**DO THIS**
Give every nonblank line of the rows below as a Markdown table with the columns "No." and "Line", numbering the lines in order. Leave the pictures out of your answer.

[START DATASET RECORDS]

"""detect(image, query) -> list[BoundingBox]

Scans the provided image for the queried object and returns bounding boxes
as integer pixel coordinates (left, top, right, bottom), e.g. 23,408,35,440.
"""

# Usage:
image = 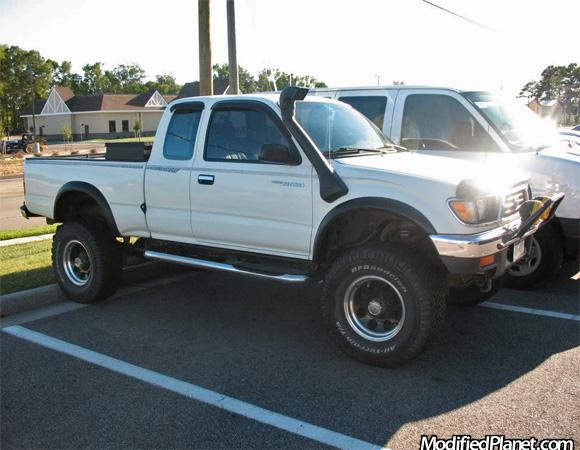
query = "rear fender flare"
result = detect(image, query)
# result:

[END DATASET RECORDS]

**REPLY**
| No. | Line |
|---|---|
| 1 | """detect(image, query) -> list[BoundingBox] |
| 2 | Scans the provided image for the queried object and returns bounding boxes |
| 3 | as integer pixel coordinates (left, top, right, bottom), e.g. 23,408,35,440. |
| 4 | """ |
| 5 | # Usage: |
| 6 | image =  |
| 7 | query = "rear fender flare" |
| 8 | result = detect(image, query) |
| 9 | # result: |